_TEXTO DE LECTURA_
┌────────

Las madres de origen y las
adopciones monoparentales

Los orígenes de los niños adoptivos se asocian sistemáticamente a la mujer que los engendró; muy difícilmente se menciona al varón corresponsable. Los trabajos referidos a aquélla son numerosos y en este volumen dedico varios capítulos a describir no sólo su situación en distintos niveles, sino su relación con el deseo de hijo y el derecho de la mujer que no quiere aceptar a la criatura para maternarla y busca una familia que el Estado deberá proveerle. La rigurosa crítica a la idea de abandono del bebé que pulula en el imaginario social y en los códigos del derecho desemboca en una nueva lectura de las decisiones de estas mujeres que se convierten en “la otra” con quien la adoptante protagonizará un rito de pasaje.

Adoptante que puede ser una mujer denominada “sola” cuando en realidad es una mujer que no muestra su pareja o no la tiene. Sin que exista razón para demandársela. El capítulo dedicado a adopciones llamadas monoparentales analiza estas situaciones en paralelo con el derecho de los varones para adoptar del mismo modo.

“Tengo mucho amor para dar.” ¿También desde los países proveedores a los receptores?

Dedico un capítulo a esta frase que escuché durante décadas en boca de quienes aspiran a una guarda. Y que leí en cartas dirigidas a jueces, de manera reiterada. Frase que como una letanía –sin mediación afectiva anulada por la repetición– escuchamos en boca de quienes esperan lograr una adopción y que enarbolan quienes esperan una criatura, pero que yo jamás escuché cuando el hijo, que ya no es un bebé, despunta el lenguaje y la independencia. Cuando encuentro adoptivos maltratados me pregunto dónde quedó aquella letanía destinada a ser escuchada por quienes la pronuncian en determinado momento de sus vidas, saturadas por angustias que las esperas desesperanzadoras multiplican.

└────────

_ACTIVIDADES_
A - Responde, a partir del texto sobre la adopción, las tres preguntas siguientes:
(i) ¿A quién se asocian sistemáticamente los orígenes de los niños adoptivos?
(ii) ¿Qué derecho analiza el capítulo dedicado a las adopciones llamadas monoparentales en paralelo con estas situaciones?
(iii) Además de escucharla, ¿dónde se leyó de manera reiterada la frase "Tengo mucho amor para dar"?
B - Continúa el texto sobre la adopción a partir de su última oración.

_Entradas de datos almacenadas_

┌────────

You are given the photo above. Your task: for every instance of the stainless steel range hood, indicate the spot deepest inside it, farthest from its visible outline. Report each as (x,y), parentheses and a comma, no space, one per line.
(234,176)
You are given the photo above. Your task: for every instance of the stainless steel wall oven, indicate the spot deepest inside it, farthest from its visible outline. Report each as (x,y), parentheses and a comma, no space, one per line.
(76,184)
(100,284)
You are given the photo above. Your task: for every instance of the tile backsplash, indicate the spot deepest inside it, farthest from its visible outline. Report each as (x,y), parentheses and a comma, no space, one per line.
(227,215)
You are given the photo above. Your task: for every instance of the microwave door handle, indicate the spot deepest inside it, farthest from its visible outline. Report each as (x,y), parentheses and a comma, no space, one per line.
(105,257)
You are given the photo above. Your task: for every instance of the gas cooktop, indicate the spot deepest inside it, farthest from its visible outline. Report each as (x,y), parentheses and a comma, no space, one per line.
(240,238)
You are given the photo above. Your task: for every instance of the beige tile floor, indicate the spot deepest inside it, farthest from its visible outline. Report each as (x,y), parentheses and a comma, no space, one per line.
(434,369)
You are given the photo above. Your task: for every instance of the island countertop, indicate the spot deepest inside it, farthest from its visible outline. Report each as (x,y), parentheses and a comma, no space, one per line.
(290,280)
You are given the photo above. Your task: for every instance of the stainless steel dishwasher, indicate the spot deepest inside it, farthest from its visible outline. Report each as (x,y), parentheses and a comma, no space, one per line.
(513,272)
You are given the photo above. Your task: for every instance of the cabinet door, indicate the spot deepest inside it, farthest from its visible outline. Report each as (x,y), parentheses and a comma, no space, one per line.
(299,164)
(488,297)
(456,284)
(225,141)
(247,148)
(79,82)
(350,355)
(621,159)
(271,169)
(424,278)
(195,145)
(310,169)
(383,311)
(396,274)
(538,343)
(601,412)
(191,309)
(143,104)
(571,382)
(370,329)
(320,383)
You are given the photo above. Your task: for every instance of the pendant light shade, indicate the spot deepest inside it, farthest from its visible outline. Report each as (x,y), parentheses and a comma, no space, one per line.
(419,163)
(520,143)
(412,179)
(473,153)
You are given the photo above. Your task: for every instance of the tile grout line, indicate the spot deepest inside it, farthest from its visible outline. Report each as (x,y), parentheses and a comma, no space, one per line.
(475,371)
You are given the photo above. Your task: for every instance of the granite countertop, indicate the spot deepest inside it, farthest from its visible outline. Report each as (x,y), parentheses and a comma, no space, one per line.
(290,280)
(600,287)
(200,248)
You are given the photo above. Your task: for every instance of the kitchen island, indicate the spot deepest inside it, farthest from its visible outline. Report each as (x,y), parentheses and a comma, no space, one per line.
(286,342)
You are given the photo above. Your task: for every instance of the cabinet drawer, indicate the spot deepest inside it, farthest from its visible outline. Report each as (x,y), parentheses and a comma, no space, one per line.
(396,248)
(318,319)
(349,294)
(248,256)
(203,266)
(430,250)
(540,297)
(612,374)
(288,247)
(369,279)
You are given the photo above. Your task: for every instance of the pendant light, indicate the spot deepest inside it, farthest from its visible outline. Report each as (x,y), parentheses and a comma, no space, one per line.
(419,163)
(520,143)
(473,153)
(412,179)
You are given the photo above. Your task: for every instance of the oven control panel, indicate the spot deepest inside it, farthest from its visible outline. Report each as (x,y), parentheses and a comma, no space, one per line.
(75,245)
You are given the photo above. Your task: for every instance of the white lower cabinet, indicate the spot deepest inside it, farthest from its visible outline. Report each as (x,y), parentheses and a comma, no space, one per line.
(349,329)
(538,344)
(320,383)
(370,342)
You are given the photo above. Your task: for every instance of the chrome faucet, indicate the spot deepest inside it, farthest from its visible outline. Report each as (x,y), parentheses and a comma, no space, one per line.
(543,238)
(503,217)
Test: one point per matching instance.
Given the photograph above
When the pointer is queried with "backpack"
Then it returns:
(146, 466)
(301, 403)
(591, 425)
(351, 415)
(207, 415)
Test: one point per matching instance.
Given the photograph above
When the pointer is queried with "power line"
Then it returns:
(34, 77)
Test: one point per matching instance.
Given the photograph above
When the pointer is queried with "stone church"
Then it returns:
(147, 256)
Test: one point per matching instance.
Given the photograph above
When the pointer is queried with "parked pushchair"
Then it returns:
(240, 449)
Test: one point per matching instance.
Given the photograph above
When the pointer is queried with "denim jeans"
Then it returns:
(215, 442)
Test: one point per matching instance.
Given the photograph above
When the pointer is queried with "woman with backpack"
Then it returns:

└────────

_RESPUESTAS POR ACTIVIDAD_
A -
(i) A la mujer que los engendró.
(ii) El derecho de los varones para adoptar del mismo modo.
(iii) En cartas dirigidas a jueces.

B -
Ese “mucho amor para dar” analizado semánticamente en el libro constituye el soporte del tráfico y de las “guardas puestas” y no se lo reconoce cuando estos guardadores se presentan ante el juzgado para solicitar “devolver” a quien fuera el destinatario de aquel amor. Nos tropezamos en nuestra memoria con la frase ya olvidada por los adoptantes cuando el chiquilín, trasladado desde una cultura a la otra, reclama por los recuerdos que le corresponden a su etnia y a su país de origen, uno de los países proveedores. Desde allí fueron transportados hacia los países receptores cuyas historias son interesantes porque permiten diferenciar a aquellos países que se desprenden de sus niños habitualmente, de aquellos que han padecido una catástrofe o una guerra y solicitan auxilio para sus criaturas. Tema que nos conduce a la adopción internacional, que ocupa un lugar destacado en este libro.

Otros temas, propios de la experiencia en consultorio y otros obtenidos durante intensos años de intervención institucional, compaginan este libro diferente de mis anteriores producciones referidas a la adopción. Después de observar durante los últimos treinta años la lucha por rescatar a los hijos apropiados por el terrorismo de Estado, presenciar hoy los manejos a que son sometidos los niños exige algún nuevo intento de información.

Me preguntaron si el libro les servirá a los padres adoptantes. Probablemente sí. Ha sido escrito para exponer, después de 50 años de práctica, estudio y convivencia con familias adoptivas y chicos y adultos adoptados, que la adopción no es un sólo un tema “de familia”. Está enclavado en las políticas de un país, como un alerta encendido, capaz de caldear la vida de un familia y de los chicos adoptados. También de mostrarnos cómo ellos pueden ser usados para satisfacer ruindades mediante el ejercicio del poder.